**TASK DETAILS**
Transcribe the entries below exactly; leave every image out.
------ MATERIAL FOR THE TASK ------
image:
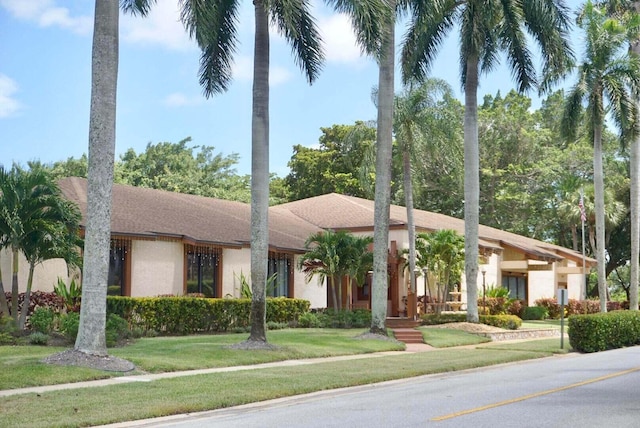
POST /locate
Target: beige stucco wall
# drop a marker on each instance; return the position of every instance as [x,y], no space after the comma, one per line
[45,275]
[314,291]
[235,262]
[156,268]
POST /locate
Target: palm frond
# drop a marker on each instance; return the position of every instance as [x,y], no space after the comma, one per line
[293,19]
[213,25]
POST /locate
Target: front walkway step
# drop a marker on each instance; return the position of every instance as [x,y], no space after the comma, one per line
[408,335]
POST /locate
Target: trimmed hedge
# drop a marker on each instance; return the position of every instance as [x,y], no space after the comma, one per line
[602,331]
[187,315]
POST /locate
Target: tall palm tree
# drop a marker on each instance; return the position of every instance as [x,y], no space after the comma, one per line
[213,24]
[629,11]
[443,254]
[414,121]
[328,255]
[102,136]
[605,76]
[382,201]
[487,28]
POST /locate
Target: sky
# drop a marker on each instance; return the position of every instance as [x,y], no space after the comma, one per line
[45,83]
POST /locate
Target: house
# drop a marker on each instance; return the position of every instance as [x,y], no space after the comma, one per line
[166,243]
[529,268]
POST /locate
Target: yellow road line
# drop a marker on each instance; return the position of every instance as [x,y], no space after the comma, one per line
[537,394]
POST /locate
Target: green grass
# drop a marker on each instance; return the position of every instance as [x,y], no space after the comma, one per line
[123,402]
[194,393]
[543,324]
[20,366]
[446,338]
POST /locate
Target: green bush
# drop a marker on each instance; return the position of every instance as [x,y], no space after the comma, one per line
[41,320]
[535,313]
[434,319]
[602,331]
[7,339]
[509,322]
[309,320]
[188,315]
[38,338]
[69,325]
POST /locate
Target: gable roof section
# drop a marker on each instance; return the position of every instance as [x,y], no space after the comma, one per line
[335,211]
[150,213]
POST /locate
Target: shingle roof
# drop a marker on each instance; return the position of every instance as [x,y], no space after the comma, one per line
[152,213]
[335,211]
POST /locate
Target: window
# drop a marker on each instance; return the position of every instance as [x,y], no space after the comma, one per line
[279,275]
[202,266]
[517,286]
[118,257]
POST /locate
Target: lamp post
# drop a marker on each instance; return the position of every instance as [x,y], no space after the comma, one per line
[484,291]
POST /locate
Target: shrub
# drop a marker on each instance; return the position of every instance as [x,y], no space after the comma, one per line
[509,322]
[38,338]
[41,320]
[433,319]
[7,339]
[309,320]
[69,325]
[603,331]
[535,313]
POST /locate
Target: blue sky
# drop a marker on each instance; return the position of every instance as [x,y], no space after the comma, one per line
[45,67]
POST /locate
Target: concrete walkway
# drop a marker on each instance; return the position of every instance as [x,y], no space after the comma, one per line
[411,348]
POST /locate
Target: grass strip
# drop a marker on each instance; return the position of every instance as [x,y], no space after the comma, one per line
[446,338]
[72,408]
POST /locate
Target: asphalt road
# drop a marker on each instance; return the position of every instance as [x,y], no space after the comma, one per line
[591,390]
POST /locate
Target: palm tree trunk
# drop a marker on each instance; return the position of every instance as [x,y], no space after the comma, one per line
[27,298]
[634,277]
[383,179]
[4,305]
[102,136]
[598,182]
[260,175]
[471,188]
[411,225]
[15,289]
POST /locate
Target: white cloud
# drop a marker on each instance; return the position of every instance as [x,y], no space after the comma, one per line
[242,70]
[339,40]
[178,99]
[162,27]
[46,13]
[8,104]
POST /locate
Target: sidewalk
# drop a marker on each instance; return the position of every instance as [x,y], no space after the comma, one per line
[411,348]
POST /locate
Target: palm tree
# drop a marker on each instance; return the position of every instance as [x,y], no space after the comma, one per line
------
**THE REPLY**
image:
POST /locate
Target: beige stucco wall
# drop a marker on each instance; return the position of every instance as [x,y], no space after the comma, one per line
[45,275]
[314,291]
[235,262]
[156,268]
POST /locate
Target: palm frond
# drop a marker on each instance; return the position of every instance as [x,y], no space after the comma, one per line
[293,19]
[213,25]
POST /locate
Target: front walkway step
# drop a marker on each instance; return the position of every instance as [x,y], no space after the comma, one per line
[408,335]
POST /locate
Target: trimmed hedge
# drop a marker on each instance; return the position of every instance as [x,y], no space after the comma, one per line
[602,331]
[187,315]
POST /locate
Target: tall palm tree
# drop a marker on each instance; return the position of every instance as [x,y], no space after the comma, one per line
[213,24]
[629,11]
[443,254]
[414,121]
[328,255]
[102,136]
[605,76]
[382,201]
[487,28]
POST /locate
Target: sky
# drop a marker on each instance; return the position of every instance as [x,y], no space after the comma, one per line
[45,83]
POST /locate
Target: house
# drop a marker on each instance; return the position of every instance as [x,y], no space after the comma, one per line
[166,243]
[529,268]
POST /locate
Target: yellow road line
# drop a marker on each instance; return the position of every instance as [x,y], no space after the comma, one per line
[537,394]
POST /locate
Target: green grass
# drop a marker on each instance; return the position of every instance as [x,y], no space after the comma, one per line
[123,402]
[194,393]
[543,324]
[20,366]
[446,338]
POST /locate
Target: green bush
# drop a marker on each instance; return the position of every instance as [x,y], no space after the comma, one per line
[41,320]
[535,313]
[434,319]
[602,331]
[7,339]
[509,322]
[309,320]
[188,315]
[38,338]
[69,325]
POST /locate
Target: gable roof section
# drop a marker on each instance; return the position of every instance as [x,y], no space after the comma, one per line
[335,211]
[150,213]
POST /locate
Target: shingle roof
# drop a marker on each instance; return the position of every instance as [x,y], no space after the comma, one per line
[152,213]
[335,211]
POST /locate
Target: window
# drop a marker on each instance; return the position of every instance as [x,y], no space after the comma, one per line
[279,275]
[202,266]
[517,286]
[118,257]
POST /locate
Target: lamp post
# drop a marker on each instance; return the position of every instance as [x,y], no space after the comma, one per line
[484,291]
POST /locate
Target: shrub
# drop a marker on each instance; return the position of every instance as [x,y], no space after the comma, one per line
[509,322]
[38,338]
[41,320]
[433,319]
[7,339]
[309,320]
[69,325]
[603,331]
[535,313]
POST /locate
Target: blue sky
# drop a marker on each instance; return the position of every instance as [x,y], no space after the comma, one per line
[45,67]
POST /locate
Target: concrete walkway
# drop a marker on each instance; return the position of every instance as [x,y], no space after the comma, one per line
[411,348]
POST /locate
Target: grass strip
# drop a marker on each instance; return the position of every instance as [x,y], no space after the comma, one per line
[446,338]
[72,408]
POST /locate
Target: asphalt road
# drop a marker on each instance; return the position of every instance as [x,y], no space after the comma, one per line
[591,390]
POST /locate
Target: palm tree trunk
# drop a marker on each instance; return the position of every instance as [x,y], no space after the comma, one per line
[27,298]
[634,277]
[383,179]
[4,305]
[102,136]
[598,182]
[260,175]
[471,188]
[411,225]
[15,289]
POST /locate
Target: white cloud
# drop a marker on each instance; return the position of every instance as [x,y], no space after the comma, one per line
[242,70]
[339,40]
[178,99]
[162,27]
[46,13]
[8,104]
POST /locate
Target: sidewalk
# drop a marker on each instance; return the position of every instance as [x,y], no space after the comma, one per line
[411,348]
POST /locate
Target: palm tree
# drop a marker on each instance; return the position of every instance as [x,y], no space after the comma, one per line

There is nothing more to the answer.